### INSTRUCTIONS FOR THE TASK
Could you rewrite the items below with each "distant hill" swapped for "faraway hill" and everything else left as it is?

### MATERIAL FOR THE TASK
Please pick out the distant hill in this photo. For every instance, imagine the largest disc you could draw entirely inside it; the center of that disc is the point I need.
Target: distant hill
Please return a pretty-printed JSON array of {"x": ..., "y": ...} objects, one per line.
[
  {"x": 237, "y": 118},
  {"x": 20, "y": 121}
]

### EXERCISE RESULT
Please pick out the faraway hill in this photo. For every instance, imagine the largest disc you could draw entirely inside it; the center of that disc is the point I need.
Target: faraway hill
Please return a pretty-printed JSON array of {"x": ..., "y": ...} objects, one per line.
[
  {"x": 237, "y": 118},
  {"x": 20, "y": 121}
]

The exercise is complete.